* Exercise description:
Reproduce the forum thread about getting a TiVo image for the 978 area code word for word.

* Given passage:
****************************************

# Philips Series 1 HDR212 Image for 978 Area Code



## Ricky-Ticky-Tavy (May 21, 2007)

Hi all. I am a new user, please bear with me. I have searched the archives, the web, etc.  I cannot find the answer I need so I am asking for your help. Thanks in advance.

I live in Massachusetts, in the 978 area code in the suburbs of Lowell. I have Charter Communications (not digital), no high speed internet, standard Verizon phone service (DSL service is coming soon and I'm hoping to get this fixed before that happens).

For $10 I bought a Philips Series 1 TiVo from a co-worker with lifetime subscription, who lives in the 508 area code. I knew the modem was dead when I bought it. I've tried the external modem fix with no results. My original intent was to only use this TiVo in the kids playroom to pause live TV, which I did for a few months. The ability to record programming is not a priority, pausing Live TV is. I tried to 'flip' the setup to 978 area code to get local program guide info and now the TiVo is not usable, I understand what I did was mess it up big time. Without a working modem I cannot get any guide info so I propose the following solution.

What I need is someone to provide me with an Image for a HDR212 in the 978 AREA CODE who hopefully also has Charter Communications. This seems to me to be the most reasonable solution. I could send it out to repair the modem but we are a multi-vendor, multi-DVR household and it probably isn't worth the expense. I have several 20/40/80Gb hard drives available to put the image on if someone could burn the image for me, but I feel confident that I can do this myself with Instacake.

****************************************

* Supplied records:
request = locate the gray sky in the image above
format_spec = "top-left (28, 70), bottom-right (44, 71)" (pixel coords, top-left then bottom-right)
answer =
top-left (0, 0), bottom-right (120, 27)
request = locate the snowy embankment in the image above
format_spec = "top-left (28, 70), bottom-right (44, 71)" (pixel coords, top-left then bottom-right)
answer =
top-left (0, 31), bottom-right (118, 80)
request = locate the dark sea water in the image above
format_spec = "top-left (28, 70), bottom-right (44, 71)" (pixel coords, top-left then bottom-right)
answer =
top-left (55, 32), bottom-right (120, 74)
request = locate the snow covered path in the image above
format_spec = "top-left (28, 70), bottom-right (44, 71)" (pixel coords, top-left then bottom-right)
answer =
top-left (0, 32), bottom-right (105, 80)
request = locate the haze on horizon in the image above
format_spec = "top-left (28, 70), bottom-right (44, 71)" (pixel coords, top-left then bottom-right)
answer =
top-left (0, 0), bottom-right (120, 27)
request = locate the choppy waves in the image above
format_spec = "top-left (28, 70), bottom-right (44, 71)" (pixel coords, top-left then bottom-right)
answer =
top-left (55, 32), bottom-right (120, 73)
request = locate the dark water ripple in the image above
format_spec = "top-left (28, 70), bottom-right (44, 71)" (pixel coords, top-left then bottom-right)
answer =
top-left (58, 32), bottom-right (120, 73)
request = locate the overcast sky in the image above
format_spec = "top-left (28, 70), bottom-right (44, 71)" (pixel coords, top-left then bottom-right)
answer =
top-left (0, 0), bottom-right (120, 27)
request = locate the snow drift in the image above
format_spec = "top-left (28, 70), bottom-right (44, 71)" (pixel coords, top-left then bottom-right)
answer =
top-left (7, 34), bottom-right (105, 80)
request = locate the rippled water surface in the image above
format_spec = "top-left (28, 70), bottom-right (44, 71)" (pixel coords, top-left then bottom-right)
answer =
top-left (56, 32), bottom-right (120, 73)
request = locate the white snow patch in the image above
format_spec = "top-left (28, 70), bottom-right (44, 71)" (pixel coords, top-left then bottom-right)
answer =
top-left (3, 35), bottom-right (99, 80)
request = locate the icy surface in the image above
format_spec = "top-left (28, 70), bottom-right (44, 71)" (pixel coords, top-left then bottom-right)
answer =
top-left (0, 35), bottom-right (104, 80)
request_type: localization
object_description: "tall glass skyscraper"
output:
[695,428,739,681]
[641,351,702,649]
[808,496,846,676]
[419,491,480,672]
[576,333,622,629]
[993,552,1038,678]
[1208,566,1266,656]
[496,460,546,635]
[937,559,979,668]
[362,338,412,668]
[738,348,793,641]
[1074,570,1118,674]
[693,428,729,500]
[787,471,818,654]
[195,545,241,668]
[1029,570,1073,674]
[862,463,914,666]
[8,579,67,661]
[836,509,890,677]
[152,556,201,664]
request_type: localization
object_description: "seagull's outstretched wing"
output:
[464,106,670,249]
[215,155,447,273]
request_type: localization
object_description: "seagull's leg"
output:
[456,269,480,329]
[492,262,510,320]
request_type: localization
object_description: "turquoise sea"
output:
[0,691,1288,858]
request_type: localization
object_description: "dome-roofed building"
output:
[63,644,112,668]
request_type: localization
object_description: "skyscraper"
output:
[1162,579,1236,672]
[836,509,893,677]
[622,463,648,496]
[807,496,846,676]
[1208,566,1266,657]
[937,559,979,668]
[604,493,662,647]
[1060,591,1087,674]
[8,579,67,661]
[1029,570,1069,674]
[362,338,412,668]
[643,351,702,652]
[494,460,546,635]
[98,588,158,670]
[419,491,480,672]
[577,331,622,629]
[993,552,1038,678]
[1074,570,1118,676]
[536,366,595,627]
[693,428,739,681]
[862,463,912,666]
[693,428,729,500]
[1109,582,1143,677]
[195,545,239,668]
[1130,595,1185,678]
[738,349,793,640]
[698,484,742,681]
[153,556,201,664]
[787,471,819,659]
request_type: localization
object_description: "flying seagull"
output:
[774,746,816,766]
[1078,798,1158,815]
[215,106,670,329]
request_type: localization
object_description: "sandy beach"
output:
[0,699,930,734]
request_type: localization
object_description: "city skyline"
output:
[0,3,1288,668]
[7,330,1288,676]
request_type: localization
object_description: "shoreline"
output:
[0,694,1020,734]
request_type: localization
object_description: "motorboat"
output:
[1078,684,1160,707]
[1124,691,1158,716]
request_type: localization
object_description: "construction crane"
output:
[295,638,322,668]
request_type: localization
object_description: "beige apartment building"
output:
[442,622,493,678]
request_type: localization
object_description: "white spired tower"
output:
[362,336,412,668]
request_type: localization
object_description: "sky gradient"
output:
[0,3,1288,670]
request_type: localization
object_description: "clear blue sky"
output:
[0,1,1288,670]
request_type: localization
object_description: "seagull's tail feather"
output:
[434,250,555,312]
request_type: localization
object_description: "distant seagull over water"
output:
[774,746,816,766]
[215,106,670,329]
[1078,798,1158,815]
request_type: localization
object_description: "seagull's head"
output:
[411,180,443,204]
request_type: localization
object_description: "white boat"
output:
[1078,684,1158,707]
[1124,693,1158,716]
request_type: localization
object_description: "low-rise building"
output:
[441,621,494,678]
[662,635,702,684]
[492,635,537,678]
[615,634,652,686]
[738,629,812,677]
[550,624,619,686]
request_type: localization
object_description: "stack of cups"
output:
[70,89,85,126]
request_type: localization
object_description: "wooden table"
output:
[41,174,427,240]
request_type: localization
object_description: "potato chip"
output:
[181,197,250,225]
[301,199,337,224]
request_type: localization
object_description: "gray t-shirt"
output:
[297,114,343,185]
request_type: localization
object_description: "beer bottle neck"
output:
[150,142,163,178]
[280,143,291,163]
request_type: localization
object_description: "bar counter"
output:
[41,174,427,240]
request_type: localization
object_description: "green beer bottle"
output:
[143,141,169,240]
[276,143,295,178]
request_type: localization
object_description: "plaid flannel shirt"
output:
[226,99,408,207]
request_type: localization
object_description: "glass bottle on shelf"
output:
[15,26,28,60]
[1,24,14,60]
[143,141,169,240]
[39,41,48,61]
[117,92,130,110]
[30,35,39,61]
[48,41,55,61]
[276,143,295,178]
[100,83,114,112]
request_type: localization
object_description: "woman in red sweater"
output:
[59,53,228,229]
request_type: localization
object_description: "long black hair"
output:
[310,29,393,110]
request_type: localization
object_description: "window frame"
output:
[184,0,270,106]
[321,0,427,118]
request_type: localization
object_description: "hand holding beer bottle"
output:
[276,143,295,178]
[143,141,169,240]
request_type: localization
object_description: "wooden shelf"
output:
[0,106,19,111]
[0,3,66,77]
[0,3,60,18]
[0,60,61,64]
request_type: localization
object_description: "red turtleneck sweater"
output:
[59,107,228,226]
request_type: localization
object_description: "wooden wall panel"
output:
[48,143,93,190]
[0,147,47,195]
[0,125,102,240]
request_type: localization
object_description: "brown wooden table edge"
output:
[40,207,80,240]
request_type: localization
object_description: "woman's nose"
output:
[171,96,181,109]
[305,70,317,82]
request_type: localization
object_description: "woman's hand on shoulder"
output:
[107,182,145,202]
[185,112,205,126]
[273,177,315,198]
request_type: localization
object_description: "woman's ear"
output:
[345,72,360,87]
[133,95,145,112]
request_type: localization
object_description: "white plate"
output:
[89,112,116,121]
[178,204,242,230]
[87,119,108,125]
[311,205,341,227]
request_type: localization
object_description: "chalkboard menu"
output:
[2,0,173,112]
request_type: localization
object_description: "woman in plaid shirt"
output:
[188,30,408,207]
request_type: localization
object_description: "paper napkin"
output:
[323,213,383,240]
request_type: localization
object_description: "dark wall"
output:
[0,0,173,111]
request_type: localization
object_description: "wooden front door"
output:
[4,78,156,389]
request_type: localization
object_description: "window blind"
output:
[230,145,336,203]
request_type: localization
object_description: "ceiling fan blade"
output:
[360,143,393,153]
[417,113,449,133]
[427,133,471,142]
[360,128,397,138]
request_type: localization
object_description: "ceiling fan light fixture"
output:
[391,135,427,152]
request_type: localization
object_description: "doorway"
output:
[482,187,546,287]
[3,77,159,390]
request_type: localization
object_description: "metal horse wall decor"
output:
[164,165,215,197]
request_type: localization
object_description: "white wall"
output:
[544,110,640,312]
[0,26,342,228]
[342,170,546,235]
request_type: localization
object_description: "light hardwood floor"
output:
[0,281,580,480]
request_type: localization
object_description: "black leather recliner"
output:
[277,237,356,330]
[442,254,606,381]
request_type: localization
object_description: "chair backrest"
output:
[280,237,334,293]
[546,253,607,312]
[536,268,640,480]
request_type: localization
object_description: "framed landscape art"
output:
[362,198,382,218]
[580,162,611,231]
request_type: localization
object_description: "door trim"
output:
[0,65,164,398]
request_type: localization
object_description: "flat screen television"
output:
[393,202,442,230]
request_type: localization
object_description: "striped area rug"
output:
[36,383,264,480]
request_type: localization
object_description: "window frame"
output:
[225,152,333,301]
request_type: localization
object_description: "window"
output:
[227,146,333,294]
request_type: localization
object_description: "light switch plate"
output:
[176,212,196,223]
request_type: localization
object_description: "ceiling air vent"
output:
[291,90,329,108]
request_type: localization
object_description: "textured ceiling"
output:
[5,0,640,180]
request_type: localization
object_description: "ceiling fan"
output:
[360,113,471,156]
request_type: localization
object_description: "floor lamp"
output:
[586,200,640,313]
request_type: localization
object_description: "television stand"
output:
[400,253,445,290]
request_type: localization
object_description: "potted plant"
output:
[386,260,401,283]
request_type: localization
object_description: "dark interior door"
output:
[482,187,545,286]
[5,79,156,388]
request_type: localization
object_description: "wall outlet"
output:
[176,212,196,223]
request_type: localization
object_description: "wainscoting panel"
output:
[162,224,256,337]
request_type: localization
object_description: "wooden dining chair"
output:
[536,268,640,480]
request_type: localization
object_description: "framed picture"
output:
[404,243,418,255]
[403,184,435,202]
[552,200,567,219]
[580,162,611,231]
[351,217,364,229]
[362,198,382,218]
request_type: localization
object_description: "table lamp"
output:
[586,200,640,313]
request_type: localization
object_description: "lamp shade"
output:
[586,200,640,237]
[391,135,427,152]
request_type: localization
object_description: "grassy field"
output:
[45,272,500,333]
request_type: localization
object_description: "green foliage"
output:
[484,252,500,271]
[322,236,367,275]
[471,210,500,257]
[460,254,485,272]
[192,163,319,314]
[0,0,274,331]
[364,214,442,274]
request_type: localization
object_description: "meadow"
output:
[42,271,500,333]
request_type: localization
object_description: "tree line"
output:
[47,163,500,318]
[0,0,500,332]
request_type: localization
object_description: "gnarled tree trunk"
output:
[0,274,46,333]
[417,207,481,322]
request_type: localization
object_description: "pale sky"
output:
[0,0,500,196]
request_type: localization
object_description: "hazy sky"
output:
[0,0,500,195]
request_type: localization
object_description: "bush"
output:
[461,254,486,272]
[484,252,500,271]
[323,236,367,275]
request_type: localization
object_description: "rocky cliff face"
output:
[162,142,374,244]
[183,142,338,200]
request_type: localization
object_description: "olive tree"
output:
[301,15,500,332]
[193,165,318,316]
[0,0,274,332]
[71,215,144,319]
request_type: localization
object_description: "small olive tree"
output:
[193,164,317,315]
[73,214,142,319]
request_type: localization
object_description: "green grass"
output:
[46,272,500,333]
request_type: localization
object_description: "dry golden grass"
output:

****************************************

* Result for this exercise:
# Philips Series 1 HDR212 Image for 978 Area Code



## Ricky-Ticky-Tavy (May 21, 2007)

Hi all. I am a new user, please bear with me. I have searched the archives, the web, etc.  I cannot find the answer I need so I am asking for your help. Thanks in advance.

I live in Massachusetts, in the 978 area code in the suburbs of Lowell. I have Charter Communications (not digital), no high speed internet, standard Verizon phone service (DSL service is coming soon and I'm hoping to get this fixed before that happens).

For $10 I bought a Philips Series 1 TiVo from a co-worker with lifetime subscription, who lives in the 508 area code. I knew the modem was dead when I bought it. I've tried the external modem fix with no results. My original intent was to only use this TiVo in the kids playroom to pause live TV, which I did for a few months. The ability to record programming is not a priority, pausing Live TV is. I tried to 'flip' the setup to 978 area code to get local program guide info and now the TiVo is not usable, I understand what I did was mess it up big time. Without a working modem I cannot get any guide info so I propose the following solution.

What I need is someone to provide me with an Image for a HDR212 in the 978 AREA CODE who hopefully also has Charter Communications. This seems to me to be the most reasonable solution. I could send it out to repair the modem but we are a multi-vendor, multi-DVR household and it probably isn't worth the expense. I have several 20/40/80Gb hard drives available to put the image on if someone could burn the image for me, but I feel confident that I can do this myself with Instacake.